▶ [YOUR TASKS]
1. Reproduce the passage of the press release on the CMS rule for DSH payments that begins at the words "Senator Grassley was" and stops after "his comment today.".
2. Carry on writing the press release on the CMS rule for DSH payments, starting after its last sentence.

▶ [TEXT]
[Start of Attachment]

December 18,2008

CMS Rule on DSH Payments


TO: Reporters and Editors

FR: Jill Kozeny, 202-224-1308 for U.S. Senator Chuck Grassley of Iowa - Ranking Member of the Committee on Finance

RE: CMS final rule on DSH payments

DA: Thursday, December 18, 2008

Senator Chuck Grassley issued the comment below about the final rule published today by the Centers for Medicare and Medicaid Services (CMS) to fully implement a provision passed by Congress in 2003. The rule will be effective on January 19, 2009.

Section 1001(d) of the Medicare Prescription Drug, Improvement, and Modernization Act required states to make annual reports to the Center for Medicare and Medicaid Services (CMS) regarding Medicaid disproportionate share payments. Under Section 1001(d) of the Medicare Prescription Drug, Improvement, and Modernization Act, states were required, beginning in fiscal year 2004, to submit a report to CMS identifying each disproportionate share payment and any payment adjustments made to hospitals during the preceding fiscal year. States were further required under the provision to conduct independent audits to certify the extent to which hospitals have reduced the net uncompensated care costs they are claiming to reflect the Medicaid disproportionate share payments received. CMS today published the final rule to implement the provision. It will go into effect January 19, 2009.

Senator Grassley was the Chairman of the Senate Committee on Finance in 2003, and he was the principal Senate author of the Medicare Modernization Act. Here is his comment today.

[End of Attachment]

▶ [DATA EXCERPTS]
[Start of Attachment]

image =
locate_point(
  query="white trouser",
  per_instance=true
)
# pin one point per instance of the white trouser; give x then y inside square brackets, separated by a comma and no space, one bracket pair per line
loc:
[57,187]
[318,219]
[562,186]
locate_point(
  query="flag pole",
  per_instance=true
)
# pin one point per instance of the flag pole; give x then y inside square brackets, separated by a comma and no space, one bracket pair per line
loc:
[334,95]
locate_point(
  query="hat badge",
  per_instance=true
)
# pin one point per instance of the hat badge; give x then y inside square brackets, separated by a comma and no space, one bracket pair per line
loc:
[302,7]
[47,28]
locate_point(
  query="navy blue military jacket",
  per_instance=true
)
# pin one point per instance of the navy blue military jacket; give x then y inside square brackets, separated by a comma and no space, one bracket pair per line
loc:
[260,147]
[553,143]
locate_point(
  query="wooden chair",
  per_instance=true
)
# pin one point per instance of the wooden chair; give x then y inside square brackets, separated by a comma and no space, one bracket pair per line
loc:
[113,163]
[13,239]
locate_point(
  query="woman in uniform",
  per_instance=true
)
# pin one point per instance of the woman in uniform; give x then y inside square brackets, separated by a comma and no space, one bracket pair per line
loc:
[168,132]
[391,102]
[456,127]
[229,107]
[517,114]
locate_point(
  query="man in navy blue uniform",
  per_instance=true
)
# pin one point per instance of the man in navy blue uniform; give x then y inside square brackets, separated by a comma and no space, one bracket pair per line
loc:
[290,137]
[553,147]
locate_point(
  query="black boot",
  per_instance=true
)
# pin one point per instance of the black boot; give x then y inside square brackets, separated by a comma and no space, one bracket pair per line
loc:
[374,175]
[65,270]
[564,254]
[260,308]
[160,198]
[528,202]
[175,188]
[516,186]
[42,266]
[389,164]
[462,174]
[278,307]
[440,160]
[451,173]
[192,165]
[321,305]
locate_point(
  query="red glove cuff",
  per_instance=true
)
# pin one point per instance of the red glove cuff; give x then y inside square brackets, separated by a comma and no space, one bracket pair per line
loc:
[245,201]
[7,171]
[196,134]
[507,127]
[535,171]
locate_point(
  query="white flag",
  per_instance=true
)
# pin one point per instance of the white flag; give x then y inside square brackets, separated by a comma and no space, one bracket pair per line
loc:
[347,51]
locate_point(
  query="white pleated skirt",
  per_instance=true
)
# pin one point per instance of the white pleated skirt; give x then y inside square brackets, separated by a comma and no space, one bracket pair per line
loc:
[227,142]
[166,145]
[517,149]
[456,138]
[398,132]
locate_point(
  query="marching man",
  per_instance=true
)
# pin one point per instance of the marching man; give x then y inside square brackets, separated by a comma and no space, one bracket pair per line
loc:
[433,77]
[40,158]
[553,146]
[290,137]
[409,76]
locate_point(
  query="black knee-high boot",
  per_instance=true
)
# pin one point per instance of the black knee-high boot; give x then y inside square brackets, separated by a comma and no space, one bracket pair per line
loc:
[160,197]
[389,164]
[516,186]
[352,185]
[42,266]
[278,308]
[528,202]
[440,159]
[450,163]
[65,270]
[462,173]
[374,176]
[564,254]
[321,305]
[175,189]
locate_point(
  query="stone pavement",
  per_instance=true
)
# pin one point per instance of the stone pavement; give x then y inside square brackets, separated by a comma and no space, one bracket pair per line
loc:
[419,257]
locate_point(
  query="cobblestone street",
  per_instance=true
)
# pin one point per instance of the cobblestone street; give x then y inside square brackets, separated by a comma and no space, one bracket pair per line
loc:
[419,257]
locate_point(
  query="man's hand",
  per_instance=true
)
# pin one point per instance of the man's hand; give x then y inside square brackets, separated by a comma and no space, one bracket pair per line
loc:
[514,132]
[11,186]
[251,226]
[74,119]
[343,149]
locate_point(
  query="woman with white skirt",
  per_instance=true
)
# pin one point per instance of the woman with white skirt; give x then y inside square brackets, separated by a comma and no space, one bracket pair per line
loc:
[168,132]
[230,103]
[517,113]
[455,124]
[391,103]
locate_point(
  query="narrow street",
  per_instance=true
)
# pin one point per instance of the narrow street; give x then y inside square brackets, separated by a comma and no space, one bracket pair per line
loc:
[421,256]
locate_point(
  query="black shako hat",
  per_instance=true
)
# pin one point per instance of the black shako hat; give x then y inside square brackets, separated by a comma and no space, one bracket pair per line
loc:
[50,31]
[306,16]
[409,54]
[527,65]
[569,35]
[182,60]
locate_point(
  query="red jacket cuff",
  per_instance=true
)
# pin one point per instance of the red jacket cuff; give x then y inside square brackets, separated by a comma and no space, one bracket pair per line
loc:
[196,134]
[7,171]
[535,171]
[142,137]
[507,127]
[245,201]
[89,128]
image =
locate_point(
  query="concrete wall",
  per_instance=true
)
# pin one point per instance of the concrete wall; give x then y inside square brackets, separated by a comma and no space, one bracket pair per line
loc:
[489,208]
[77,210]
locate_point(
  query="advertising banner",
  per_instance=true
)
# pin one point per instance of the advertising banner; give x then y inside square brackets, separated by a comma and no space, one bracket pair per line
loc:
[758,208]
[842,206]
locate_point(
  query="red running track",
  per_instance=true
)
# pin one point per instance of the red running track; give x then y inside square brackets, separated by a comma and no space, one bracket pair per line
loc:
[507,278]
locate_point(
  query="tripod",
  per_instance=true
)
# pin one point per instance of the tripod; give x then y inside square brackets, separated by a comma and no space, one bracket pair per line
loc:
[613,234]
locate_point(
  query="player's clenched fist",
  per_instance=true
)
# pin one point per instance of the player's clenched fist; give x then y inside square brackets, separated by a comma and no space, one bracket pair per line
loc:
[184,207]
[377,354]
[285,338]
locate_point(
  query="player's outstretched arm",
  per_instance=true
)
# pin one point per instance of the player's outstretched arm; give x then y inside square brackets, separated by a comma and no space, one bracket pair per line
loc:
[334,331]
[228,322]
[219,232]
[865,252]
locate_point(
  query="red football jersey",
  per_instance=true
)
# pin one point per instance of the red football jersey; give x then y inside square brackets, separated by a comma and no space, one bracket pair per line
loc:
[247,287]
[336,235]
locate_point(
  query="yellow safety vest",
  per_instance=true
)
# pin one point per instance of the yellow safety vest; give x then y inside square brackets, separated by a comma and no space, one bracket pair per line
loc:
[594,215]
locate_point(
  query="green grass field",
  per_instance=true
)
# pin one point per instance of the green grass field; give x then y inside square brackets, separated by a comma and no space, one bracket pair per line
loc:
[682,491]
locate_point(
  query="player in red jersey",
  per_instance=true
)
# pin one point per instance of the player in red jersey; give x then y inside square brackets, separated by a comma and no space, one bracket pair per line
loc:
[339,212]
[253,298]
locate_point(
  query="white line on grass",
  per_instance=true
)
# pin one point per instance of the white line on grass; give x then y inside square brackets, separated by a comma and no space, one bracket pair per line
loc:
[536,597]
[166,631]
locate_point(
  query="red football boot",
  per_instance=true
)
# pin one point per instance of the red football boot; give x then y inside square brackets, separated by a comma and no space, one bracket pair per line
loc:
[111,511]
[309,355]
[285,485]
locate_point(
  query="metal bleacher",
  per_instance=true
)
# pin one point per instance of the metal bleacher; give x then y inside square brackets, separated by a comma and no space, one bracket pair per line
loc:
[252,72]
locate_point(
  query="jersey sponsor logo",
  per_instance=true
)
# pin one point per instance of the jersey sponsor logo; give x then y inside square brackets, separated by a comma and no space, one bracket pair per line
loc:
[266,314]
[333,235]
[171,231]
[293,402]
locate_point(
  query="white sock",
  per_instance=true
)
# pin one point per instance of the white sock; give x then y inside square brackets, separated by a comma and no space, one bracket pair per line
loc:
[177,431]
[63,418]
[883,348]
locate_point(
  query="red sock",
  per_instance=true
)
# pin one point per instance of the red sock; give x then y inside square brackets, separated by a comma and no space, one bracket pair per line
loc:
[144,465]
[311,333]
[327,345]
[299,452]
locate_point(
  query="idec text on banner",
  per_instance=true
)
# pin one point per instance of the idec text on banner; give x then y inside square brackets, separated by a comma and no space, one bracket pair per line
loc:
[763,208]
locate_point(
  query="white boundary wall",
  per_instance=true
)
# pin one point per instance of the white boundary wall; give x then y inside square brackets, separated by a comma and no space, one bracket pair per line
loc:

[End of Attachment]

▶ [YOUR RESPONSES]
1.
Senator Grassley was the Chairman of the Senate Committee on Finance in 2003, and he was the principal Senate author of the Medicare Modernization Act. Here is his comment today.

2.
“Medicaid provides $17 billion each year to hospitals in disproportionate share funds yet there is no transparency in where these funds go and how they are spent. These funds are the single largest direct federal expenditure for charity care. Medicaid has little idea whether these funds are well spent which suggests they aren't. That makes no sense and that ends today with the publication of this rule. I applaud CMS for publishing this rule. It has been a long time in coming, but the issuance today is still timely. Given the fiscal challenges faced by the federal and state governments and the role Medicaid plays during an economic downturn, now more than ever requiring states to provide this information is critical. We need to know dollars are being spent appropriately, especially those that are supposed to go to uncompensated care. This rule implements the statute passed by Congress, and it simply requires states to detail where Medicaid dollars are going.”